__To be done__
Rewrite the data below, replacing "Target" with "Label" and leaving everything else unchanged. Omit the pictures from your answer.

__Dataset__
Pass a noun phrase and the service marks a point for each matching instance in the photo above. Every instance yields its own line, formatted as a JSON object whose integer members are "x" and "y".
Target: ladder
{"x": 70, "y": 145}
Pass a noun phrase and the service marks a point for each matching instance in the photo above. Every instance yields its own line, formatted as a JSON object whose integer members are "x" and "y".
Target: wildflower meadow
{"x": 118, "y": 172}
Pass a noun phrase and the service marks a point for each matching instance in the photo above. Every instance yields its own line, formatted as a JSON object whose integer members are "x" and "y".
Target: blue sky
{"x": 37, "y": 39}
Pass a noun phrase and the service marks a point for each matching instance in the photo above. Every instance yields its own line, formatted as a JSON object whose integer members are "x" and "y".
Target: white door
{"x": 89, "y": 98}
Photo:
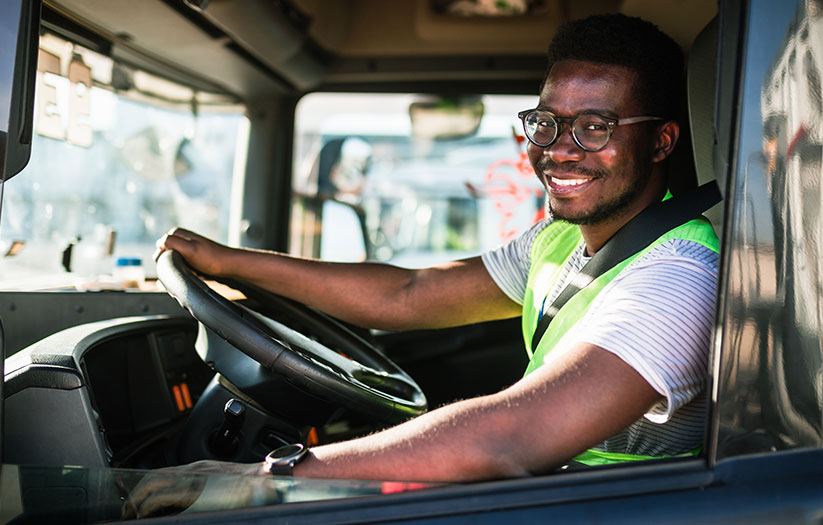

__Solved exercise__
Pass a noun phrase and the service marks a point for each matching instance in the photo above. Every instance yields its own line, formatted as a JSON object whose integer members are "x" and "y".
Label: ladder
{"x": 70, "y": 145}
Pass a noun phrase and the service marks a point for each matching instance in the photo above. Every instance yields its own line, formatted as a JSON object whose integer members are "x" and "y".
Label: wildflower meadow
{"x": 118, "y": 172}
Pass a noun phrase and the service marks a point for each matching instance in the photo above. Every instance yields its own line, formatted as a JSON object whose integer members are "x" and "y".
Label: blue sky
{"x": 37, "y": 39}
Pass a noun phrase and the service marks a point for each matching instance in the photo above. Every instance yields its own line, formatted as a JSON object whose integer members are "x" and "y".
Label: white door
{"x": 89, "y": 98}
Photo:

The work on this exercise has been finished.